## Document section
# started furring my head



## BladeWolf (Jan 30, 2010)

I just started a few nights ago.  I'm really pleased with the outcome so far.  I'm kind of winging it on the design making changes as I go and adding things.  I decided to alternate the black and white on the ears, and also I added a small patch of black on the chin, sort of like a mini goatee, to break up the all white lower jaw.  I have made my nose, just need to bake it and paint it.  Going to work on the lower jaw some more and then try to finish the ears and then move on to the top and front of the head.  The only question I have, hopefully someone can help, is how do I do the part below the head that covers my neck.  Do I just cut a peice long enough to cover my neck and just glue it on, or do I have to sew something.  I can sew, so be honest lol.  On with some pics.  I will post pics as updates the further along I go.


----------



## RoseHexwit (Jan 30, 2010)

Ooh, it looks cute. ^^


----------



## Wynter_pheonix (Jan 30, 2010)

can't wait to see the finished product I'm in the foaming stage right now


----------



## BladeWolf (Jan 30, 2010)

Thanks RoseHexwit.  It looks really cool when I put it on too.  

The foaming was the fun part.  That's when you really start seeing the shape and where it is really going.  Any a snow leopard must be pretty sweet looking.

I am wanting to work on it all the time.  I sat down last night only to put the black strip goin g up the middle and ended up working on it for 2 hours furring the ears.


----------



## RoseHexwit (Jan 31, 2010)

I know what you mean. Fursuiting's almost as addicting as Final Fantasy Tactics Advance.


----------



## BladeWolf (Jan 31, 2010)

I could never get into Final Fantasy.  I've played a few, but not my thing.  RPG's aren't my thing, although I am playing Blue Dragon on xbox 360, and I kind of like it.  Racing and adventure games are more my thing.  

It is kind of addicting.  I'm already planning my next project, a blue dragon.  I've always loved building/creating things.  Just can't wait to see the finished product.  Should be soon, about a month.  Going to make some follow-me eyes and then do the mouth/teeth and final touch-ups.

## Exercise instructions
• 1. In the fursuit head thread, what did BladeWolf add to the chin to break up the all-white lower jaw?
• 2. Continue the fursuit head thread after BladeWolf's last post.

(Records from a collection)
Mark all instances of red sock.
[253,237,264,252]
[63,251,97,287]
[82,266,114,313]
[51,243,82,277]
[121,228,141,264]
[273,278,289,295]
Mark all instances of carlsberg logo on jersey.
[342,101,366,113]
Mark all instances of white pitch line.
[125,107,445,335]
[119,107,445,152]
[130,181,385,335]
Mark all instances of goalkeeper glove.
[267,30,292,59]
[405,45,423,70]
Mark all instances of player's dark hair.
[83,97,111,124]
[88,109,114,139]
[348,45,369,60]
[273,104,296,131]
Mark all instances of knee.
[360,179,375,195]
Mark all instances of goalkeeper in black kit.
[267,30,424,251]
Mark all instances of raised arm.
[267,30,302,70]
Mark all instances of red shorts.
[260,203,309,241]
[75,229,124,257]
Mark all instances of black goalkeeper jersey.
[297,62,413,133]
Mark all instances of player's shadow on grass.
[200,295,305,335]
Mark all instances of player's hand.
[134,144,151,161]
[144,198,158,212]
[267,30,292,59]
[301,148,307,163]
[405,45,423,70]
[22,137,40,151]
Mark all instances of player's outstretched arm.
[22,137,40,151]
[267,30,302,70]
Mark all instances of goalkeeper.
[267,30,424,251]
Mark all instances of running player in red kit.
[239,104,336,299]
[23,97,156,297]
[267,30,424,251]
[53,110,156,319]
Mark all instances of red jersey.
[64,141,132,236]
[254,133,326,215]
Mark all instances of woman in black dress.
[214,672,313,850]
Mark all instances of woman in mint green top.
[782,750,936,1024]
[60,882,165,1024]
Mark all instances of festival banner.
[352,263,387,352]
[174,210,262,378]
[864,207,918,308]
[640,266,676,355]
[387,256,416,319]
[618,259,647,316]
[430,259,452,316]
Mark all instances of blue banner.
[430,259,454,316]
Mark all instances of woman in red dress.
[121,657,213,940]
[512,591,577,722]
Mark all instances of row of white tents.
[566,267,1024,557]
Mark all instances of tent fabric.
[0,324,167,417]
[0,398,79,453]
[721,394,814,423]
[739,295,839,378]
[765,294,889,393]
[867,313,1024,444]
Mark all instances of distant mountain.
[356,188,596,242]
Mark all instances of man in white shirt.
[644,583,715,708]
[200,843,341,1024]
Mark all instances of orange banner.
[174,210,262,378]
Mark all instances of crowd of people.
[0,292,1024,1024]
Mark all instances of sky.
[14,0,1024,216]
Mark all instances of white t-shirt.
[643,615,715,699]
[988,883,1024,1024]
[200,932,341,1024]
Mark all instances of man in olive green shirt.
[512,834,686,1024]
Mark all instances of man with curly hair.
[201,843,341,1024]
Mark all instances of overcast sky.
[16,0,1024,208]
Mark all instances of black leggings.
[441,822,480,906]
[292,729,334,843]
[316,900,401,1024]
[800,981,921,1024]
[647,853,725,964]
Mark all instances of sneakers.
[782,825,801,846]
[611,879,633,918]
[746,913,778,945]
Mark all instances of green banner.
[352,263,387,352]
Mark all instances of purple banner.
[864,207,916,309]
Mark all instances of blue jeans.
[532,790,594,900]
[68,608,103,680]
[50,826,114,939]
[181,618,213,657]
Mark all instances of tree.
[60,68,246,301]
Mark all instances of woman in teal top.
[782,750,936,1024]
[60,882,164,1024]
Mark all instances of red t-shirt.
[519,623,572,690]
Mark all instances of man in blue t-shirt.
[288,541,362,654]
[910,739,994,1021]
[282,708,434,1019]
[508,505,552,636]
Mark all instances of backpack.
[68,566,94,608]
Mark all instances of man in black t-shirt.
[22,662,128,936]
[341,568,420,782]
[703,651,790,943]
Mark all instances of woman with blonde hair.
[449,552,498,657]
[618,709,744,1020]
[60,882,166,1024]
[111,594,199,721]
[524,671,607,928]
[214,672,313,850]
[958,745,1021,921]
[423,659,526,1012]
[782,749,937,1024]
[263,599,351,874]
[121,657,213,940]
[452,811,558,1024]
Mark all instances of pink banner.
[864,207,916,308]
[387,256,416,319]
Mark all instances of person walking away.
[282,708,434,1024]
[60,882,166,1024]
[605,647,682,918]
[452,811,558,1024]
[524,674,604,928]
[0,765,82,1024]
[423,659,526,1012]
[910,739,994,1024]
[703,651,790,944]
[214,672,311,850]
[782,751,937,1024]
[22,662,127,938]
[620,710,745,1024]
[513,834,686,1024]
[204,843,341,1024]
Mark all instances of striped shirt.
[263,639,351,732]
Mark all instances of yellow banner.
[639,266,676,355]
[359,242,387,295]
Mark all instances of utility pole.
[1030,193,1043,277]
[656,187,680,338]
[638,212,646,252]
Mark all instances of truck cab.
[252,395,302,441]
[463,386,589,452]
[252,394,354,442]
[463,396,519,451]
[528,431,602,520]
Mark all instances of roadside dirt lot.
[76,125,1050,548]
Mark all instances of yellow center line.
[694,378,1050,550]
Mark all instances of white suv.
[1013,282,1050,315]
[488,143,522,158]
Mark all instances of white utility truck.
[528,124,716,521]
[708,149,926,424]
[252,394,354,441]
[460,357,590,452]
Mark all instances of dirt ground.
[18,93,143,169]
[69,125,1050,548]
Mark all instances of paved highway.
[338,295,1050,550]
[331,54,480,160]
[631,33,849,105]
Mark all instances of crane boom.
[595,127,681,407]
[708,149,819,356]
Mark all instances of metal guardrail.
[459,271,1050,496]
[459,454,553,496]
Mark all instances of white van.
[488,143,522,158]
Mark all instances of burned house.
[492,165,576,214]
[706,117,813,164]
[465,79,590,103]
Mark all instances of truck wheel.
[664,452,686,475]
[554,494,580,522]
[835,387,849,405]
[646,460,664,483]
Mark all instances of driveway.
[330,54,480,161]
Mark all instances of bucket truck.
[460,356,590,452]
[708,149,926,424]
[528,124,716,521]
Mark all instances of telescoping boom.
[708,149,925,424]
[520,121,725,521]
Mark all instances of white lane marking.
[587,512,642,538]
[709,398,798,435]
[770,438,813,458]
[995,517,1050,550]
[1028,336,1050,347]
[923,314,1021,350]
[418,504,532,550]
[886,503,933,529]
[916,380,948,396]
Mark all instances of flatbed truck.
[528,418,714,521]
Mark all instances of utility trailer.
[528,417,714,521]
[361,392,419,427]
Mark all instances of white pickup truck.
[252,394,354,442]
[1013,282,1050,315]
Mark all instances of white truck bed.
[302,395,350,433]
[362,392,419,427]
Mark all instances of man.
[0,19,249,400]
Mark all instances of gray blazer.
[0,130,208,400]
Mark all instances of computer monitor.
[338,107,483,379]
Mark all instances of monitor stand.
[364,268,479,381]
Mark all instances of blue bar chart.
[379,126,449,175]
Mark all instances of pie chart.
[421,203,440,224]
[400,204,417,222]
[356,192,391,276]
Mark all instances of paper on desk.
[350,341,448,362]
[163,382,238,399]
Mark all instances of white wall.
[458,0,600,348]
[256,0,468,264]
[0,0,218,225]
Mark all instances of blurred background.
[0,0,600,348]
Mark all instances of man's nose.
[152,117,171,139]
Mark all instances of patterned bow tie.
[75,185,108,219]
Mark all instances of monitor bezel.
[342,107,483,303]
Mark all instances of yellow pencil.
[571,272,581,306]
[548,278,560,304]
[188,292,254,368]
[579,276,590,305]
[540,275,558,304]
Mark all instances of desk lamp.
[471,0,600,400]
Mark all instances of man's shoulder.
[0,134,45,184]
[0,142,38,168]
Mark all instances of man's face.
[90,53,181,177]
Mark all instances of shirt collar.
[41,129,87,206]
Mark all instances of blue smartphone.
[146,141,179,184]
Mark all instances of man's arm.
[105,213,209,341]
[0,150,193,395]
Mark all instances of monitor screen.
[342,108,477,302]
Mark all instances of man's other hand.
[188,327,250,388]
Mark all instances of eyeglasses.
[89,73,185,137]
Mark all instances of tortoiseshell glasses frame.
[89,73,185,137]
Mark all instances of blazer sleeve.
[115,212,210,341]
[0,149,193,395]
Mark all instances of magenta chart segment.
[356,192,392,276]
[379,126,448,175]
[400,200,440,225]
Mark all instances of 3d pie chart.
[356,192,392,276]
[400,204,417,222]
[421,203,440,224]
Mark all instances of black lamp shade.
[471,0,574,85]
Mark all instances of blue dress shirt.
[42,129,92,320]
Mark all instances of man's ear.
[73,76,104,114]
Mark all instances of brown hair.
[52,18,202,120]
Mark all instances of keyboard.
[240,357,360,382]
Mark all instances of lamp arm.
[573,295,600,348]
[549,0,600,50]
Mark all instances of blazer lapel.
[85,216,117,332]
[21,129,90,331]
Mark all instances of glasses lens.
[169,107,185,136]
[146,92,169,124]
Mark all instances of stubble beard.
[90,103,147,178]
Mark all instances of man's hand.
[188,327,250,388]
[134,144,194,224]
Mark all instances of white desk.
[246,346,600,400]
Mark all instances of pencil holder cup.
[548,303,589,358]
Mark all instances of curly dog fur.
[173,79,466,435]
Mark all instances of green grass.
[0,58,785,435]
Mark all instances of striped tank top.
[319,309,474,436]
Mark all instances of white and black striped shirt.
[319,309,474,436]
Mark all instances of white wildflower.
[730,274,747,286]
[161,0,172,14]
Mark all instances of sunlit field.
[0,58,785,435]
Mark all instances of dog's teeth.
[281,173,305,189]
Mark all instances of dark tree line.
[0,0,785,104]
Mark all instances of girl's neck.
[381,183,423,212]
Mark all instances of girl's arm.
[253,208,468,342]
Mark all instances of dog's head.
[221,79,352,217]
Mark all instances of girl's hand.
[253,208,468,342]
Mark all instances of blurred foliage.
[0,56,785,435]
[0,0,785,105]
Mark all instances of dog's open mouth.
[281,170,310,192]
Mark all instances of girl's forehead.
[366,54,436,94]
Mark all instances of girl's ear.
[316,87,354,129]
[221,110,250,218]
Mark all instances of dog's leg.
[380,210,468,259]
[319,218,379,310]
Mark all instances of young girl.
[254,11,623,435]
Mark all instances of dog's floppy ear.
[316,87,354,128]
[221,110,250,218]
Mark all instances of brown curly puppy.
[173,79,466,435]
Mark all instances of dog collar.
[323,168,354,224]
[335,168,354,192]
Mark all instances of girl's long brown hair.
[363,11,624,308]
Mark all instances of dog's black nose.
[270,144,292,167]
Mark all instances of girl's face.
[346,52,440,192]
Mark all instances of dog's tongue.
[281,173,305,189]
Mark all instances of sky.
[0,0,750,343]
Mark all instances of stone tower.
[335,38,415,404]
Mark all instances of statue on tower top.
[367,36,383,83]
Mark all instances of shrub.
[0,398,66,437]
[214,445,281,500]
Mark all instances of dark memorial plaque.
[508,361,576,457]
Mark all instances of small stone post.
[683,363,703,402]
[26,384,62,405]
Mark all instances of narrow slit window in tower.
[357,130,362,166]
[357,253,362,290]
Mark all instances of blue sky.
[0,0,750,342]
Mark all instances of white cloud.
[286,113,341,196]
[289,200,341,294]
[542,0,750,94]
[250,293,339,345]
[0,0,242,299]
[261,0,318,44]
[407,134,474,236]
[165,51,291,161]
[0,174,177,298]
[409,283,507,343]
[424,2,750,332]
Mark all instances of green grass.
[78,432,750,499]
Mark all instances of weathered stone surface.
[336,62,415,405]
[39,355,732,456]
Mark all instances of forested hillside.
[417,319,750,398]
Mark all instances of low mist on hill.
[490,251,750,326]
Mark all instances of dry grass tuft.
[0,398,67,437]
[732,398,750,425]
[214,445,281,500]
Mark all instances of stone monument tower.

## Results for each task
• 1. A small patch of black, sort of like a mini goatee.

• 2.
----------



## BladeWolf (Feb 1, 2010)

UPDATE!  Furred the rest of the white, finished the ears, and did the inside of the mouth and made a tongue.  I test fitted it and then went to bed.  Tonight I am working on the black parts and then on to the teeh, nose (just need to bake), and follow-me eyes.  Here are a few pics.









me test fitting it


----------



## Bando (Feb 1, 2010)

Looking good! Wow you have a bunch of cool stuff in your room


----------



## BladeWolf (Feb 2, 2010)

Thanks.  Yeah, I have an impulse buying problem.  I have my dragon collection, a curio cabinet of all glass and crystal dragons and other expensive peices, my dragon sword and knife collection, my model car collection, video game console collection (6 currently hooked up), video games collections (10 systems, lots of games lol), dvd collection.  

















my newest purchase.  got it at a flea market for 10 bucks cause it's missing a wing.




and all this in a 10x12 foot room.  Can't wait to get my own place so I can spread things out.  It gets cramped sometimes.  Takes me a full day just to clean my room.


----------



## RoseHexwit (Feb 2, 2010)

At least everything's nice and organized. My room's a mess.


----------



## BladeWolf (Feb 2, 2010)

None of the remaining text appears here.